[START OF Text segment]

Decentralization is, in fact, more efficient.
                     Abolish the Wage System
     Kropotkin argued that the coming social revolution's
"great[est] service to humanity" would be "to make the wage system
in all its forms an impossibility." [20]  In Kropotkin's day, most
socialists acknowledged the need to abolish the wage system, but
argued for its replacement by labor tokens representing either the
"value" of people's labor or time put in on the job. Kropotkin,
too, argued for such a system in 1873. [21]  But he soon concluded
that such schemes were both wildly impractical and thoroughly
reformist:
     Once the abolition of private property is proclaimed, and
     the possession in common of all the means of production
     is introduced--how can the wages system be maintained in
     any form?  This is, nevertheless, what collectivists are
     doing when they recommend the use of the 'labor-cheques'
     as a mode of renumeration for labor. [22]
     Today labor vouchers are out of favor, but most socialists
still accept the wage system and money, often disguised as
consumption credits, as inevitable. Proponents of such schemes
argue that they are needed "in order to avoid systematic and
massive misallocation of time and resources." The marketplace is,
of course, a time-tested mechanism for ascertaining social needs
and preferences for goods. The reason there is mass starvation in
Africa is not because the market doesn't work to meet human needs,
but because our fellow workers prefer not to eat.

[END OF Text segment]
[START OF Supplied data]

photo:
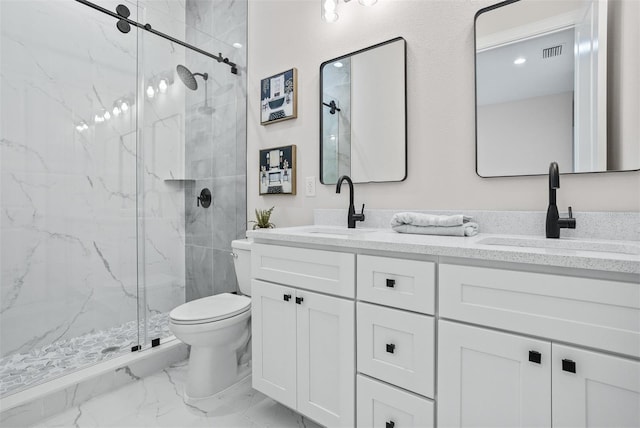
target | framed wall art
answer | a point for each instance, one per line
(279, 97)
(278, 171)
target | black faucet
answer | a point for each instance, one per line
(352, 216)
(554, 222)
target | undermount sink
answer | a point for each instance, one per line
(334, 232)
(564, 244)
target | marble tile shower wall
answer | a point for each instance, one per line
(215, 150)
(68, 213)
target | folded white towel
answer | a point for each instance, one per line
(467, 229)
(418, 219)
(429, 224)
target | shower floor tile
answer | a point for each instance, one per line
(20, 371)
(157, 401)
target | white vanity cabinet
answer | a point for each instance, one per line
(303, 341)
(494, 378)
(350, 336)
(396, 342)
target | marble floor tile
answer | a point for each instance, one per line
(157, 401)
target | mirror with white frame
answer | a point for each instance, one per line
(552, 85)
(363, 115)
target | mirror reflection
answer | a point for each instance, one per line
(551, 86)
(363, 115)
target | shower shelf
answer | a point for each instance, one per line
(178, 180)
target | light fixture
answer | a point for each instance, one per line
(329, 13)
(329, 8)
(162, 85)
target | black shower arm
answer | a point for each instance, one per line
(147, 27)
(332, 105)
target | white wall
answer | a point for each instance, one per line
(624, 85)
(440, 103)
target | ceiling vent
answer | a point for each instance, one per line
(552, 51)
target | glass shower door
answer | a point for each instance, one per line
(68, 177)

[END OF Supplied data]

### Given task 1
According to the passage on abolishing the wage system, in what year did Kropotkin himself argue for a system of labor tokens?
### Given task 2
Carry on the passage on abolishing the wage system from the point where it stops.
The records play no role in this work.

### Exercise response 1
1873

### Exercise response 2
     Such devices make sense only within the framework of a market
economy where goods are produced and distributed not on the basis
of need, but on ability to pay. Whether such an economic system
maintains wage differentials (the arguments against these were
reviewed in the first installment) or proclaims equal wages (or,
perhaps, wage differentials favoring those engaged in "disagreeable
or unhealthy work"), it nevertheless upholds an organization of
production and consumption which originated in private property --
and which is realizable only within its constraints. [23]
     Kropotkin refuted such arguments 100 years ago, when they were
still fresh:
     They say, "No private property," and immediately after
     strive to maintain private property in its daily
     manifestations....
     It can never be. For the day on which old institutions will
     fall under the proletarian axe, voices will call our: 'Bread,
     shelter, ease for all!' And those voices will be listened to;
     the people will say: 'Let us begin by allaying our thirst for
     life, for happiness, for liberty, that we have never quenched.
     And when we shall have tasted of this joy, we will set to work
     to demolish the last vestiges of middle-class rule: its
     morality drawn from account-books, its "debit and credit"
     philosophy... and we shall build in the name of Communism and
     Anarchy.' [24]
     If there was a genuine shortage of necessities, Kropotkin
argued that it was more just to ration goods than to maintain
mechanisms for exchange.  The wage system, in all its forms, should
be rejected in favor of communist principles; for if wages are to
be maintained (whether based on labor, or any other measure) a
State apparatus is perforce necessary as well.
     But the fundamental point, for Kropotkin, was that people must
seize control of their economic destiny--must be prepared to
experiment with new processes and new methods of organization while
taking advantage of the existing methods to meet immediate needs.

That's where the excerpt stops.